** Start Provided information **

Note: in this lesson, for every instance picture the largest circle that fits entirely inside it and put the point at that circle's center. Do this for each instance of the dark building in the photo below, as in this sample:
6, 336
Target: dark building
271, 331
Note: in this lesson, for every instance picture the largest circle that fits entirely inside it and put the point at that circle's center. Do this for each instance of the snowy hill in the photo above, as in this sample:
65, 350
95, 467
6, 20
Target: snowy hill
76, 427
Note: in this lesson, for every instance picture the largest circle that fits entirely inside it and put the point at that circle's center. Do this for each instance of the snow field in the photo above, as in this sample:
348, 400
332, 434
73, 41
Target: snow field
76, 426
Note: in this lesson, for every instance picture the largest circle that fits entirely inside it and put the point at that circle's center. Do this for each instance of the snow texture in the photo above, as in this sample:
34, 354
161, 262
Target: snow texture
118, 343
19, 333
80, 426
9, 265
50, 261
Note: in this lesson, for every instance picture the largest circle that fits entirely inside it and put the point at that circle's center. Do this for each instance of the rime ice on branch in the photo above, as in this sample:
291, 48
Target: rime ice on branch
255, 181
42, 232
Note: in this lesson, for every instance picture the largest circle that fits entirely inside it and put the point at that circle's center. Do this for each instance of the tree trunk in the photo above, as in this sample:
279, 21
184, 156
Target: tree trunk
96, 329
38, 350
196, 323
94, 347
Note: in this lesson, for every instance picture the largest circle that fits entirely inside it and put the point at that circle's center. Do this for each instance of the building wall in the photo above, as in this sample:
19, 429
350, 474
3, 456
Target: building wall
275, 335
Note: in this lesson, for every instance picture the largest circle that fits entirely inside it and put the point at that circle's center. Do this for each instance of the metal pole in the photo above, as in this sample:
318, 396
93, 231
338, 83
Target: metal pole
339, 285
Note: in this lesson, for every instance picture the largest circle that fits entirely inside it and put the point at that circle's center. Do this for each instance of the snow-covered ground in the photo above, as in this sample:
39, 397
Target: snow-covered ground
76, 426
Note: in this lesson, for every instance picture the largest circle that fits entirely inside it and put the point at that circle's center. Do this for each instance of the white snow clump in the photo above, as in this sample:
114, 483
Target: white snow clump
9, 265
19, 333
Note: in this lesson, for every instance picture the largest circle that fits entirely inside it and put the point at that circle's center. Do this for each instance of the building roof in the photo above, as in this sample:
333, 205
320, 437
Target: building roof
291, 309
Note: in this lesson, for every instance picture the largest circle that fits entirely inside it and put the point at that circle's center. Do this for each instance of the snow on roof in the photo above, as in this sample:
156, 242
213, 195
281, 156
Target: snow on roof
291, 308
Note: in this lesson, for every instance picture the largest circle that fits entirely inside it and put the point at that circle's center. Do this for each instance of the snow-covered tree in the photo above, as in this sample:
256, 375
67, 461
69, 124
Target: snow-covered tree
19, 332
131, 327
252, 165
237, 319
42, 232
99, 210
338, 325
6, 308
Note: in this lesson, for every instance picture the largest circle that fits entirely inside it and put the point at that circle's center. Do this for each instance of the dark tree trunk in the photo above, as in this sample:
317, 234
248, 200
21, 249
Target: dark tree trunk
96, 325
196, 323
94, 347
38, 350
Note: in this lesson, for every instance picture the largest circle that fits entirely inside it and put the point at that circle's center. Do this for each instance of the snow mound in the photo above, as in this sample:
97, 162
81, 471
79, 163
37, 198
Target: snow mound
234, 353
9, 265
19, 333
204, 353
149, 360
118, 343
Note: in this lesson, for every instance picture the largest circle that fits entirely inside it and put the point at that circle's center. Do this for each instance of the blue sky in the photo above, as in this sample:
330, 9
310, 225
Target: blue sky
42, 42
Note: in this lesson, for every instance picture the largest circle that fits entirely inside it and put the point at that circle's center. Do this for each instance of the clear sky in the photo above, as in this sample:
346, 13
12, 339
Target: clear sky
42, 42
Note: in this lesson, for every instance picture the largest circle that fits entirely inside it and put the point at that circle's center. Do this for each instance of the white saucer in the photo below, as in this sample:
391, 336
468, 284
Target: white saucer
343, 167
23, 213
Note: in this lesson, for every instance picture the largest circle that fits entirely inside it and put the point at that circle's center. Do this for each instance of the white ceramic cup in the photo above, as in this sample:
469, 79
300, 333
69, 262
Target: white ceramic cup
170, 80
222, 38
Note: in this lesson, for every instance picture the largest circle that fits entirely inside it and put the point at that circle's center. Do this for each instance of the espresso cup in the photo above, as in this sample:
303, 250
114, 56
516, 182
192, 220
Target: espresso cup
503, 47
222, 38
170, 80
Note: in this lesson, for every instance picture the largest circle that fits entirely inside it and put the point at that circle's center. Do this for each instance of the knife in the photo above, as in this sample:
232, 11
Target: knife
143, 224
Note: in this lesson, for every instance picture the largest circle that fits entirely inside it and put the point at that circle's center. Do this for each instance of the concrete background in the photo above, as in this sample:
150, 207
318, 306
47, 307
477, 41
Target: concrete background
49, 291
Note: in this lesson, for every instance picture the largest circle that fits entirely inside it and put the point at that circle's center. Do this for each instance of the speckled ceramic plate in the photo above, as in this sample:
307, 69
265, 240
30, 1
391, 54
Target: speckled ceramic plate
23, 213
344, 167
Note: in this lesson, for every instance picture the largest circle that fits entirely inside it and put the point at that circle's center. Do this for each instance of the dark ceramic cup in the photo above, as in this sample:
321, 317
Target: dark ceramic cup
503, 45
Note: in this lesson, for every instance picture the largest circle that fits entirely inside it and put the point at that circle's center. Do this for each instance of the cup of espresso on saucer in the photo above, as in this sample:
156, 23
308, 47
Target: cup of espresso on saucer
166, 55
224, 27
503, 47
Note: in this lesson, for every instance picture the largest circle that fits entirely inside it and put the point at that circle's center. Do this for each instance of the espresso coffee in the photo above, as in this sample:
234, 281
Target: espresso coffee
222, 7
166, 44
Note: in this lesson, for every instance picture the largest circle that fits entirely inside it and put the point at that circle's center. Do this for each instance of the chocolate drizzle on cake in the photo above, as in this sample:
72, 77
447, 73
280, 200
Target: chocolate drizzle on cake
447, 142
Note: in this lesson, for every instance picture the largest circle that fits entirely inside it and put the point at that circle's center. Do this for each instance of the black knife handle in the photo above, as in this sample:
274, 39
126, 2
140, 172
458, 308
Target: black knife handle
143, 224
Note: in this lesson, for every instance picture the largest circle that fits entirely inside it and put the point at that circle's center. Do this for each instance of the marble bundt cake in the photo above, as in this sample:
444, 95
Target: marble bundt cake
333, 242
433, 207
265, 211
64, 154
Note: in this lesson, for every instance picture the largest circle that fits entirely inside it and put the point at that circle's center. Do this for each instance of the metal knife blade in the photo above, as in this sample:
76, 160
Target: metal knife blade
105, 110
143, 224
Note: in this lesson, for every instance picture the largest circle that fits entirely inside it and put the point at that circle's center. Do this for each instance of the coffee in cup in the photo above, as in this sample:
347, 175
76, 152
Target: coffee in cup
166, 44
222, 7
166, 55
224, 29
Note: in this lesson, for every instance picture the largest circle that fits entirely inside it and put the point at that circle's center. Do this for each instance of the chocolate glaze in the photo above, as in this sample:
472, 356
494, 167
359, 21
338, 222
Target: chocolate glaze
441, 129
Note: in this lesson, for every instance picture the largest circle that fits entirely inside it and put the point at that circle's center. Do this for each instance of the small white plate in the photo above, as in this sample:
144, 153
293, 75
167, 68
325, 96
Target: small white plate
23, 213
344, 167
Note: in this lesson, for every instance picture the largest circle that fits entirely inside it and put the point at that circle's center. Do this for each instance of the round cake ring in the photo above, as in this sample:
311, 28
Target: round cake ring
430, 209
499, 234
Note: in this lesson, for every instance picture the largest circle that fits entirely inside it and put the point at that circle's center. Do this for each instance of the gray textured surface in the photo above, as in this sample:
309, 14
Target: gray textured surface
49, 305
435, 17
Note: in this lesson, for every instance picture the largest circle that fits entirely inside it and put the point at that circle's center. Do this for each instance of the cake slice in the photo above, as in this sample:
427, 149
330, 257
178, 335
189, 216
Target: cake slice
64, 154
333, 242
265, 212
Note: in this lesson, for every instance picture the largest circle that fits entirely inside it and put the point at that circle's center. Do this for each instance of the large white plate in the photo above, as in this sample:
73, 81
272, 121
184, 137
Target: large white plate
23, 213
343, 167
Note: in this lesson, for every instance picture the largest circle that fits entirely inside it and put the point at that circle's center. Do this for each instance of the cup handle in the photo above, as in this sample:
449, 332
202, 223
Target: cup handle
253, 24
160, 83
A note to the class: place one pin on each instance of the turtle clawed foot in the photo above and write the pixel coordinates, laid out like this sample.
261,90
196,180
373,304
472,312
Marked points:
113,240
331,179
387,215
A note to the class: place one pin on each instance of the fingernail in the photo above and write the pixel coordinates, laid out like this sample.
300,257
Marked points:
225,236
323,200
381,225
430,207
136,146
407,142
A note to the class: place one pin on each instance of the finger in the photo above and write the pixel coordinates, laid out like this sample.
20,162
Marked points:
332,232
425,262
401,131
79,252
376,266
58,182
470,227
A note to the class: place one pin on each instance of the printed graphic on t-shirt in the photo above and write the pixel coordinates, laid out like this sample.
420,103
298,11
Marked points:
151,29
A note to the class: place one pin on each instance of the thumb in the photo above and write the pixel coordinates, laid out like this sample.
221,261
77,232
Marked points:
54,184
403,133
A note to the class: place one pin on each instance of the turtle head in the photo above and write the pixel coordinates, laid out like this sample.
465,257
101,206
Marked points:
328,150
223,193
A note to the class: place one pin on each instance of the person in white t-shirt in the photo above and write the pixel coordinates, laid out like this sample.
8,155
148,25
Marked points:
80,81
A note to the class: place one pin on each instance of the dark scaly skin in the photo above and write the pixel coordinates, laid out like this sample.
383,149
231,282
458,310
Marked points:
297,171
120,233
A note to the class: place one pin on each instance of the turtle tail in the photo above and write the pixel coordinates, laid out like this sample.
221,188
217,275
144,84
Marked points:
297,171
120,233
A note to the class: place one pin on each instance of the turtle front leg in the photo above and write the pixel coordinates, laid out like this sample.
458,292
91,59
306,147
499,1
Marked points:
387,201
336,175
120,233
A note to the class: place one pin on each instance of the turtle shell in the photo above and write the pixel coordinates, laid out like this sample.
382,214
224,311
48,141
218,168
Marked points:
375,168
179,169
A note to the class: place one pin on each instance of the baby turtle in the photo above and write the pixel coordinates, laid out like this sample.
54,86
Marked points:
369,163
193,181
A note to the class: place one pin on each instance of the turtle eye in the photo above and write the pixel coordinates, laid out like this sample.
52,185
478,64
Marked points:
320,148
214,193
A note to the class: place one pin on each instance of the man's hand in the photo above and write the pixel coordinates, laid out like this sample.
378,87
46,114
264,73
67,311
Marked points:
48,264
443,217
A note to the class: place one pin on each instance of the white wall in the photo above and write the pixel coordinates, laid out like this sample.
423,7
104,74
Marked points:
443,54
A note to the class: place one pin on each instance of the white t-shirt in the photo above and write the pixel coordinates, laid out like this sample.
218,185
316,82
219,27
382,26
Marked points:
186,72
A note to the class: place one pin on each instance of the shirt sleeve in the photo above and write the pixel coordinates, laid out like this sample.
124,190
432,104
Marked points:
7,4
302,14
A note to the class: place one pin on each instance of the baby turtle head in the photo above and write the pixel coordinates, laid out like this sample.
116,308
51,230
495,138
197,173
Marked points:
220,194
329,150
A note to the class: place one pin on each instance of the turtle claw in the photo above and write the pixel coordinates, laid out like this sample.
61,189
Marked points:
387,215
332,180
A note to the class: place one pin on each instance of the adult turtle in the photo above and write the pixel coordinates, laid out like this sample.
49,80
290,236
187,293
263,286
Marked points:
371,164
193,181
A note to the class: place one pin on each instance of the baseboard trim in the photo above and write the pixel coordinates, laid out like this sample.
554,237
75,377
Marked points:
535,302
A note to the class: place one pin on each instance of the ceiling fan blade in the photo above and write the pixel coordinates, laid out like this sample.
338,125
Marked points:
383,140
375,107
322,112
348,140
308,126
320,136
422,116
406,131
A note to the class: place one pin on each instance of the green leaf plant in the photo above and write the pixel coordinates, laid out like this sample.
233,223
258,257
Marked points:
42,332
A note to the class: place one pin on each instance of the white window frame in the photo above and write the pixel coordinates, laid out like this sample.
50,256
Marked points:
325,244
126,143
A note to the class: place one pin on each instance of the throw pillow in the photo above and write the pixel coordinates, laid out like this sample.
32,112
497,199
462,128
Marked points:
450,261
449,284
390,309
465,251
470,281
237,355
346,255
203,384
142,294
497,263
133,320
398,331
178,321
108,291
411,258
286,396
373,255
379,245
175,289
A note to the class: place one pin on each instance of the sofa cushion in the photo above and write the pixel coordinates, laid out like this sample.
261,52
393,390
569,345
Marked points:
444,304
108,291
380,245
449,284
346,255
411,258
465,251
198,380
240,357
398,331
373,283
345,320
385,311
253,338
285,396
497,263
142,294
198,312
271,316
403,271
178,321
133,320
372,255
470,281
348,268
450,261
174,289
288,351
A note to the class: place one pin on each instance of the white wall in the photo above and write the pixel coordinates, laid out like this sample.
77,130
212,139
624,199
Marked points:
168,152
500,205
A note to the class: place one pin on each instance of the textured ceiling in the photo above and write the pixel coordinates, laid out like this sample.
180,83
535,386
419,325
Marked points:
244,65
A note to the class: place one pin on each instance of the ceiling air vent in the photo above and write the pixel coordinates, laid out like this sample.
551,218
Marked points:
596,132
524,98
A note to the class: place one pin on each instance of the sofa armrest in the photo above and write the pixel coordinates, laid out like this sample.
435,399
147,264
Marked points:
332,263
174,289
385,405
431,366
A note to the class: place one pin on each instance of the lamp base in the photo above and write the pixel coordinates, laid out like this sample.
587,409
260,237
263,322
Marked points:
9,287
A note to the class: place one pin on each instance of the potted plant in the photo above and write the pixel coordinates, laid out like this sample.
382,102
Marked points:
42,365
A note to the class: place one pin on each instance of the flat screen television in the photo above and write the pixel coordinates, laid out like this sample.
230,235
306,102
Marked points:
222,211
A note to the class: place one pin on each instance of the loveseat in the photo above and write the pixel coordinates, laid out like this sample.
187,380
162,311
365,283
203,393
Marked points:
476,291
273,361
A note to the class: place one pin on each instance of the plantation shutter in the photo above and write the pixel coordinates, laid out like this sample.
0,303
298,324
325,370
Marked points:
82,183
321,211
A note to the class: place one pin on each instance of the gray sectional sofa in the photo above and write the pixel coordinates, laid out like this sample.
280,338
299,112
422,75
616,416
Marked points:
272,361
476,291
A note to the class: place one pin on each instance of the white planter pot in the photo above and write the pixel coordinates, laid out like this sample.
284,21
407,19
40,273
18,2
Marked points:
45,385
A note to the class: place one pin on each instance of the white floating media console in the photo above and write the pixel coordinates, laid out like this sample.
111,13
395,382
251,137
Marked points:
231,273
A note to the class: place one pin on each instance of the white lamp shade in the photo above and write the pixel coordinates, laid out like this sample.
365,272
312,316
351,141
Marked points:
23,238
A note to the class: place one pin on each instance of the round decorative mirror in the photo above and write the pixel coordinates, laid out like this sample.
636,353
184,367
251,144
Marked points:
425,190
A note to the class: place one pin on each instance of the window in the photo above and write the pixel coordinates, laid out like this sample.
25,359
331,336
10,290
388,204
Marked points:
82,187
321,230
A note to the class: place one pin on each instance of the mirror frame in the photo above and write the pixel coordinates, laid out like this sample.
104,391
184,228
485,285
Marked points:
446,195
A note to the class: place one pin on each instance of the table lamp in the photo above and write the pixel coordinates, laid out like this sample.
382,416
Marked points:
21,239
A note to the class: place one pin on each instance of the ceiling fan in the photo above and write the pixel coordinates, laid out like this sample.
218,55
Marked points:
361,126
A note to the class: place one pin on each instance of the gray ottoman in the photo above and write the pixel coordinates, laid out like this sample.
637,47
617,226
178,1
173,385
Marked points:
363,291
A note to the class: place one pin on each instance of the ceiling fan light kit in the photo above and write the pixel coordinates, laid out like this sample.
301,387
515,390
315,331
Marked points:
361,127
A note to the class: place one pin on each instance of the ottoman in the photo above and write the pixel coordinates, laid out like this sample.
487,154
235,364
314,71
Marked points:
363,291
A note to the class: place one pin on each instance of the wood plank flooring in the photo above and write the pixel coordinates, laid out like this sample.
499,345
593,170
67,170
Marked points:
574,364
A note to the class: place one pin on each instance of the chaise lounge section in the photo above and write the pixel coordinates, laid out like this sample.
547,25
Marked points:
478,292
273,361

** End Provided information **

Find "the white lamp" in the data above, then repeat that line and all lines after it exactly, ending with the final line.

(Complete output)
A note to the class: place one pin on each instance of the white lamp shade in the photo above and write the pixel coordinates, laid out like this sample.
365,272
312,316
351,141
Marked points:
23,238
A note to the class: place one pin on each instance of the round decorative mirror in the photo above and write the pixel coordinates, laid out like this sample.
636,353
184,367
251,144
Marked points:
425,190
A note to the class: place one pin on each instance of the window in the photo above and write the pixel coordinates, laid out like this sample.
25,359
331,336
10,290
388,204
Marked points:
82,187
321,230
A note to the class: place one pin on each instance of the mirror frame in the photo above and write the pixel coordinates, laid out like this sample.
104,391
184,228
485,285
Marked points:
446,195
A note to the class: place one pin on each instance of the table lamp in the photo above and write the pixel coordinates, laid out like this sample.
382,416
Marked points:
21,239
A note to the class: place one pin on each instance of the ceiling fan in the photo above and write the pixel coordinates, laid out like this sample.
218,55
Marked points:
361,126
A note to the class: place one pin on each instance of the gray ottoman in the photo above and write the pixel coordinates, laid out like this sample.
637,47
617,226
178,1
173,385
Marked points:
363,291
A note to the class: place one pin on each instance of the ceiling fan light kit in the photo above and write the pixel coordinates, laid out like this sample.
301,387
515,390
315,331
Marked points:
361,127
A note to the class: place one pin on each instance of the ottoman in the photo above and write the pixel coordinates, laid out like this sample.
487,154
235,364
314,71
Marked points:
363,291
A note to the class: place one pin on each instance of the wood plank flooring in the photo above and write the pixel coordinates, laid out like this sample.
499,345
593,170
67,170
Marked points:
574,364
A note to the class: place one pin on each instance of the chaise lounge section in the photo above and write the pixel coordinates, laid out like this sample.
547,25
Marked points:
478,292
273,361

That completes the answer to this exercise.